▶ [Task statement]:
Copy the lines below word for word, including the results, but omit the pictures from your answer.

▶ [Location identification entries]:
## start

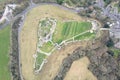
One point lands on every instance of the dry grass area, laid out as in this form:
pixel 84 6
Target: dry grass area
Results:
pixel 51 68
pixel 28 41
pixel 79 70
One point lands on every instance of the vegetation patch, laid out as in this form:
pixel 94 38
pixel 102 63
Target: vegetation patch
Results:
pixel 66 30
pixel 40 58
pixel 115 51
pixel 47 47
pixel 87 35
pixel 4 53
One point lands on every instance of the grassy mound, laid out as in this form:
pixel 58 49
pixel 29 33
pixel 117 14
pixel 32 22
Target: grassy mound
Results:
pixel 4 56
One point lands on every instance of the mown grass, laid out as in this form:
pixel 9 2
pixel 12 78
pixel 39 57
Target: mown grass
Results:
pixel 116 51
pixel 39 59
pixel 4 53
pixel 47 47
pixel 87 35
pixel 66 30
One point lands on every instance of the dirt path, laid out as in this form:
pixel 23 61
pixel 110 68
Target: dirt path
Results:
pixel 28 35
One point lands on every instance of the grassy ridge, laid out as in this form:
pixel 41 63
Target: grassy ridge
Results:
pixel 85 36
pixel 67 30
pixel 4 56
pixel 40 59
pixel 47 47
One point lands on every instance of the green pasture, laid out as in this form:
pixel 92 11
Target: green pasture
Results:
pixel 87 35
pixel 47 47
pixel 66 30
pixel 4 53
pixel 39 59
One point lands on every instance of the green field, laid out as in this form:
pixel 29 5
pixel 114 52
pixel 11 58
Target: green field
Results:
pixel 66 30
pixel 39 59
pixel 4 53
pixel 47 47
pixel 87 35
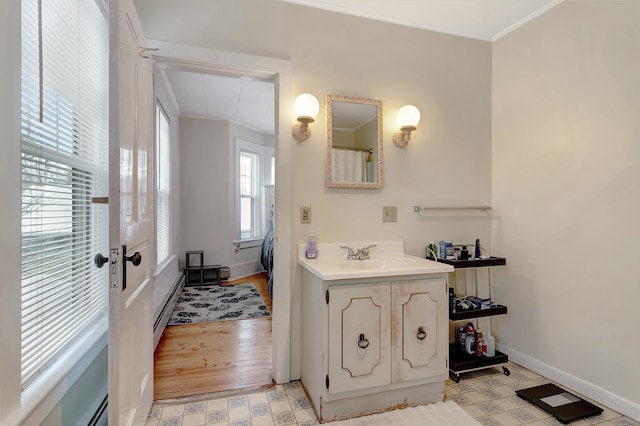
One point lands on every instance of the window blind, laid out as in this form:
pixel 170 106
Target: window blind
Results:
pixel 163 185
pixel 248 194
pixel 64 163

## end

▶ [Result of the exercise]:
One point lands on every instance of the dry grass area, laid out as in this form:
pixel 84 6
Target: dry grass area
Results:
pixel 51 68
pixel 28 41
pixel 79 70
One point lands on every instance of the vegetation patch, laid out as in this form:
pixel 94 38
pixel 102 63
Target: vegetation patch
Results:
pixel 66 30
pixel 40 58
pixel 115 51
pixel 47 47
pixel 87 35
pixel 4 53
One point lands on every instance of the grassy mound, laid out as in this form:
pixel 58 49
pixel 29 33
pixel 117 14
pixel 32 22
Target: grassy mound
Results:
pixel 4 56
One point lands on every instance of the mown grass, laid out as in this form:
pixel 9 2
pixel 12 78
pixel 39 57
Target: mown grass
Results:
pixel 116 51
pixel 39 59
pixel 4 53
pixel 47 47
pixel 87 35
pixel 66 30
One point lands on every instance of the dirt path, laid out as in this form:
pixel 23 61
pixel 110 68
Target: dirt path
Results:
pixel 28 35
One point lands on every instance of the grassy ridge, laid out as in this form:
pixel 41 63
Target: grassy ridge
Results:
pixel 85 36
pixel 67 30
pixel 4 56
pixel 40 59
pixel 47 47
One point lands on every instance of the green pasture, laid out as in this form:
pixel 92 11
Target: green pasture
Results:
pixel 87 35
pixel 47 47
pixel 66 30
pixel 4 53
pixel 39 59
One point lands on every instance of the green field, laid out as in this form:
pixel 29 5
pixel 114 52
pixel 11 58
Target: green field
Results:
pixel 66 30
pixel 39 59
pixel 4 53
pixel 47 47
pixel 87 35
One point lands on every instance of the window blind, laid out as in this form:
pixel 170 106
Target: window blind
Results:
pixel 163 185
pixel 248 194
pixel 64 163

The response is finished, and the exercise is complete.